Judge Says Hell Yes Gavin Newsom Can Sue Fox News For Being Lying Liars
'Like, did anyone not know they're liars, or what?'
Gavin Newsom got a small win in his $787 million defamation lawsuit against Fox News last week when a judge in Delaware ruled that the case can go forward. Fox had filed for a dismissal, claiming that its anchors were merely expressing an opinion last summer when they said that Newsom lied about a phone conversation he’d had with Donald Trump. But Delaware Superior Court Judge Sean P. Lugg said in his decision that it was “reasonably conceivable” Fox knew its on-air statements were false when they were made.
Also, we just want to note that “Sean P. Lugg” would be great name for an action-comedy movie hero who’s a bit of a meathead but always prevails because he has a good heart. We’re already working on a treatment for “You Big Lugg” and other films in the franchise.
++++++++++
• Set of tasks:
a. Reproduce the passage of the Newsom lawsuit article that begins at the words "Also, we just" and stops after "in the franchise.".
b. In the Newsom lawsuit article, what did Fox claim when it filed for a dismissal?
The data has no role in this work.

• Source data:
++++++++++
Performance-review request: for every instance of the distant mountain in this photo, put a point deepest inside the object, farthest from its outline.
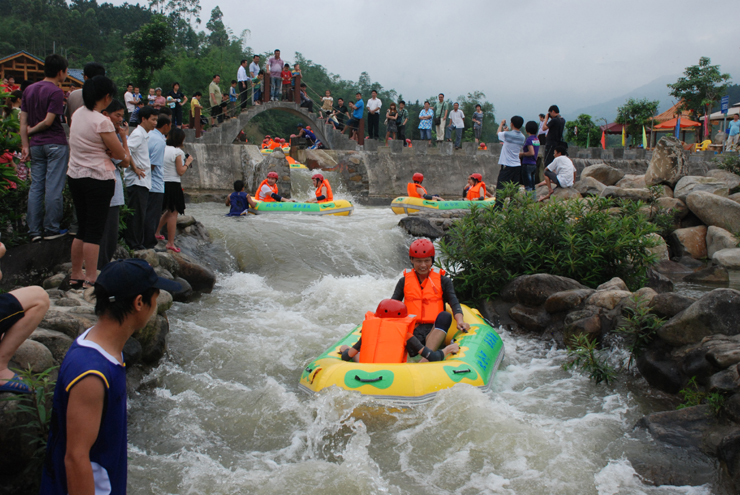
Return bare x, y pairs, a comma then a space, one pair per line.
++++++++++
• Outputs for the tasks:
a.
Also, we just want to note that “Sean P. Lugg” would be great name for an action-comedy movie hero who’s a bit of a meathead but always prevails because he has a good heart. We’re already working on a treatment for “You Big Lugg” and other films in the franchise.

b. Fox claimed its anchors were merely expressing an opinion when they said that Newsom lied about a phone conversation he'd had with Donald Trump.